## ABOUT THIS TASK
Each line of the records that holds the word "dark" should be copied out.

BEGIN

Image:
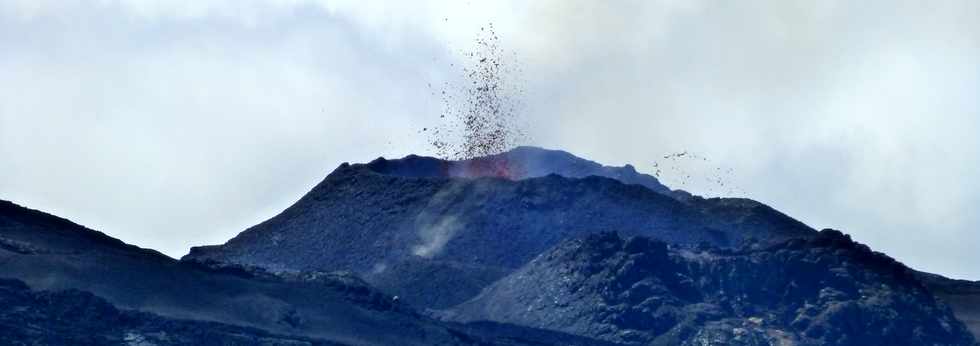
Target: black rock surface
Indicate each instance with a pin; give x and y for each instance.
(73, 317)
(962, 296)
(825, 290)
(64, 284)
(435, 232)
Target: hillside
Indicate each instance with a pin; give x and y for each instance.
(827, 290)
(435, 232)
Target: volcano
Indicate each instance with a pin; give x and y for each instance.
(526, 247)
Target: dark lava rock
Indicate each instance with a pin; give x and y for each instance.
(52, 254)
(74, 317)
(826, 290)
(436, 232)
(961, 295)
(87, 288)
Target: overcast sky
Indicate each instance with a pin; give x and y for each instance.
(170, 124)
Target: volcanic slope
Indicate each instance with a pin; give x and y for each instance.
(824, 290)
(61, 283)
(436, 232)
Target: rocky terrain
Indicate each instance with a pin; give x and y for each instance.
(961, 295)
(74, 317)
(508, 249)
(435, 232)
(826, 290)
(59, 273)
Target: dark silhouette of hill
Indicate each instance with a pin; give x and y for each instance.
(825, 290)
(73, 317)
(961, 295)
(88, 288)
(435, 232)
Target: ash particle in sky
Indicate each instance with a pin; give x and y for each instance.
(480, 114)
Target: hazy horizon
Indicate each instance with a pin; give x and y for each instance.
(178, 124)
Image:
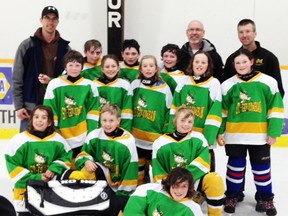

END

## THE COMPLETED TASK
Target: dark lava rock
Target: dark silhouette of hill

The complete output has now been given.